Problem description:
Reproduce the records below in their entirety, character for character.

Records for the exercise:

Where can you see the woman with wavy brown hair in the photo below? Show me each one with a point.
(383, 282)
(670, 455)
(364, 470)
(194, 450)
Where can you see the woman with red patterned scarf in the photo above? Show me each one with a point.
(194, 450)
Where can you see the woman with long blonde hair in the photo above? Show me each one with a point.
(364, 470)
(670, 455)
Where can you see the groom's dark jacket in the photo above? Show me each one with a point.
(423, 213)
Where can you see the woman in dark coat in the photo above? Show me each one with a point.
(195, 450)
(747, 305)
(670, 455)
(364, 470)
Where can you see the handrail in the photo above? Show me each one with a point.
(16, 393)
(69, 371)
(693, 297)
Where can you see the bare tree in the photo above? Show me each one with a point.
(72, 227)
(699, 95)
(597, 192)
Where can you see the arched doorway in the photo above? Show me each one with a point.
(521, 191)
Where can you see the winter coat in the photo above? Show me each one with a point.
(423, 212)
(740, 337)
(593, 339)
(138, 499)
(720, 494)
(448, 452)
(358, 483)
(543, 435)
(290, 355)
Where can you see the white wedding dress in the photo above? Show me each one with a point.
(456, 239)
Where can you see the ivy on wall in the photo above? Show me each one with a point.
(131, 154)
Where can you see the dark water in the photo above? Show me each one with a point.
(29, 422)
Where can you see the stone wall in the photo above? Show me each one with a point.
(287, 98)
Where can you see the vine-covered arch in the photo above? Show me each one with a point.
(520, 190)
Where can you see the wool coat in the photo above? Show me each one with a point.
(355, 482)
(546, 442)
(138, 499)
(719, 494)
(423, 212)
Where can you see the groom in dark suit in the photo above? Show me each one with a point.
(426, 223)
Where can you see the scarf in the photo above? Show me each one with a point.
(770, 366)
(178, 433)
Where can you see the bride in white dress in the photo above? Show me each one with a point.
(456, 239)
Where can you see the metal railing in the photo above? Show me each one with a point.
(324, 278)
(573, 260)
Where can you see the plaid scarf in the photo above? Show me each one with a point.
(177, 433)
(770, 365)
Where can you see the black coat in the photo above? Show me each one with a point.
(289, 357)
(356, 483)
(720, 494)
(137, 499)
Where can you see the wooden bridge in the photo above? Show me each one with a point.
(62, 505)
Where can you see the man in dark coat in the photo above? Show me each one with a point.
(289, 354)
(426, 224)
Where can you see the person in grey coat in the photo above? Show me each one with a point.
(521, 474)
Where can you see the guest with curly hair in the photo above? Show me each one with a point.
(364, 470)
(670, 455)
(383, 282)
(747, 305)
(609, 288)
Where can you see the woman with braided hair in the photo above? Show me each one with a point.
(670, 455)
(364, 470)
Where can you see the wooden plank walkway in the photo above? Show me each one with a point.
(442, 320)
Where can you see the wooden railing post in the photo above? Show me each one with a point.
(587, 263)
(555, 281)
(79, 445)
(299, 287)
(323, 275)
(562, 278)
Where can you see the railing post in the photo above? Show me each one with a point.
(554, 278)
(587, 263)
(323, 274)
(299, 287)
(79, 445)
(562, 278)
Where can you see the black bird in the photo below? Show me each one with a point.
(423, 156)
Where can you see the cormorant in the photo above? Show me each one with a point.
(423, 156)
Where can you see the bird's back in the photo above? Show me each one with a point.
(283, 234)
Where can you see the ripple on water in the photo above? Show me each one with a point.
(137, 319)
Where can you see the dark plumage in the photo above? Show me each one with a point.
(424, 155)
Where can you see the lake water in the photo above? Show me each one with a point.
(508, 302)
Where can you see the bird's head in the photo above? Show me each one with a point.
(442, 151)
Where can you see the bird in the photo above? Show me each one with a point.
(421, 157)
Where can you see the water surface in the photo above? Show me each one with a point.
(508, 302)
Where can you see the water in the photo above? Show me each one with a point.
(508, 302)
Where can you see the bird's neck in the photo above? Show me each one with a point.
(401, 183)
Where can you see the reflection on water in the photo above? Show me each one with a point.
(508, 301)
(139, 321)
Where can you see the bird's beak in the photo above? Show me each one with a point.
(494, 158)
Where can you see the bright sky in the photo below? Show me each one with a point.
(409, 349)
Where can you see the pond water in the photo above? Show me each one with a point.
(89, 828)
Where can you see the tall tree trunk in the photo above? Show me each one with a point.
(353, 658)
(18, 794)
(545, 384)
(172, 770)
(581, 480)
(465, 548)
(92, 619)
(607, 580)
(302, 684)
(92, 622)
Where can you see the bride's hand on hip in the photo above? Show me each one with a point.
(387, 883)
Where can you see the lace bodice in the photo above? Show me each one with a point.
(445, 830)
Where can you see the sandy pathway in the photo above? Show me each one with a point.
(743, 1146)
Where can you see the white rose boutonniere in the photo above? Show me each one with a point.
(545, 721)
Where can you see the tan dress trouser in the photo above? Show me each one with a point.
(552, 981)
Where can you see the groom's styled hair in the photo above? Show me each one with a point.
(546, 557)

Complete output:
Where can you see the woman with wavy brown hair in the photo below? Show me each one with a point.
(383, 282)
(670, 455)
(364, 470)
(194, 450)
Where can you see the woman with red patterned scarf in the photo above? Show me each one with a point.
(194, 450)
Where can you see the woman with long blonde hair in the photo above? Show me each one with a point.
(364, 470)
(670, 455)
Where can you see the groom's dark jacket in the photo above? Show me each one with a point.
(423, 213)
Where can you see the woman in dark coat in the photo above? Show me each one with a point.
(195, 450)
(747, 305)
(670, 455)
(364, 470)
Where can you see the handrail in the photo above? Show me each one with a point.
(16, 393)
(69, 371)
(693, 297)
Where can you see the bare tree in the photo above? Show me each one with a point.
(72, 227)
(699, 95)
(597, 192)
Where can you see the arched doorway in the photo above? Show me each one with a point.
(521, 191)
Where can you see the winter coat in the photo above? Show me each one with a point.
(423, 212)
(740, 337)
(593, 339)
(138, 499)
(720, 494)
(448, 452)
(358, 483)
(543, 435)
(290, 355)
Where can you see the white wedding dress in the photo above? Show me each one with a point.
(456, 239)
Where can you see the ivy on wall in the photo above? Show me each one with a point.
(131, 154)
Where can you see the dark water in the photo above? Show me each one with a point.
(29, 422)
Where can you see the stone wall in the photo above? Show me each one with a point.
(287, 98)
Where can you see the vine-covered arch in the photo above? Show me each one with a point.
(520, 190)
Where can you see the wool coat in the photo above? Show me each one with a point.
(355, 482)
(546, 442)
(138, 499)
(719, 494)
(423, 212)
Where can you see the groom in dark suit in the photo above? Show me each one with a point.
(426, 223)
Where can you see the scarf in the photo above? Show me each one with a point.
(770, 366)
(178, 433)
Where can you see the bride in white dress in the photo above? Show me each one with a point.
(456, 239)
Where can you see the metal railing in the photo above? Show me each one with a point.
(324, 278)
(573, 260)
Where can you see the plaid scarf in the photo above? Show me each one with a point.
(177, 433)
(770, 365)
Where can you see the black coat in the photo above? Show me each one with a point.
(289, 357)
(356, 483)
(720, 494)
(137, 499)
Where can you see the wooden bridge in the photo above? Show me each one with a point.
(62, 505)
Where can you see the man in dark coat in the photo above? Show me each one with a point.
(289, 354)
(426, 224)
Where can you see the person in grey coat in the photo above? Show me each one with a point.
(521, 474)
Where can you see the guest with curly hair in the photo above? Show me each one with a point.
(364, 470)
(670, 455)
(383, 282)
(747, 305)
(609, 288)
Where can you see the woman with braided hair in the photo above? Show me each one with a point.
(670, 455)
(364, 470)
Where can you see the wooden plank walkway in the photo above? Show me each one with a point.
(442, 320)
Where can you see the wooden railing post in the photo above? Show me each one with a point.
(587, 263)
(555, 281)
(79, 445)
(299, 287)
(323, 275)
(562, 278)
Where can you see the railing post in the photo above? Show me each one with a point.
(554, 278)
(587, 263)
(323, 274)
(299, 287)
(79, 445)
(562, 278)
Where can you see the black bird in the photo below? Show me each one with a point.
(423, 156)
Where can you see the cormorant in the photo above? Show me each one with a point.
(423, 156)
Where can you see the bird's back in the photo above? Show me each one with a point.
(283, 234)
Where can you see the ripple on water in the photo above? Show me each one with a point.
(137, 319)
Where can you see the dark plumage in the photo above? Show me each one with a point.
(424, 155)
Where can you see the lake water in the photo above? Show me each one with a point.
(508, 302)
Where can you see the bird's head in the photo above? Show me each one with a point.
(442, 151)
Where can you see the bird in the photo above? Show me each one with a point.
(421, 157)
Where can you see the water surface in the photo above? Show me each one with a point.
(508, 302)
Where can you see the water in the photo above? Show me each one with a point.
(508, 302)
Where can you see the bird's neck in the photo above? Show me each one with a point.
(401, 183)
Where can you see the reflection on water in the photo above? Show me each one with a point.
(508, 301)
(139, 321)
Where can you see the bird's beak in the photo above? Show me each one with a point.
(494, 158)
Where can you see the bright sky in the photo below? Show me each one with a point.
(409, 349)
Where can you see the pond water in the photo above? Show me each one with a point.
(89, 828)
Where can you see the tall tree trunk in the photo above? Show me each one with a point.
(353, 658)
(18, 794)
(545, 384)
(172, 770)
(581, 480)
(465, 548)
(92, 619)
(607, 580)
(302, 684)
(92, 622)
Where can you see the bride's hand on hip in the photo above? Show me each one with a point.
(387, 883)
Where can you see the lace bodice in the photo above? Show me each one with a point.
(445, 830)
Where can you see the sandy pathway in the photo above? Show me each one with a point.
(743, 1146)
Where can you see the white rose boutonniere in the photo above? Show me each one with a point.
(545, 721)
Where can you see the tan dress trouser in the photo above? Show me each one with a point.
(552, 981)
Where can you see the groom's styled hair in the photo above? Show me each one with a point.
(546, 557)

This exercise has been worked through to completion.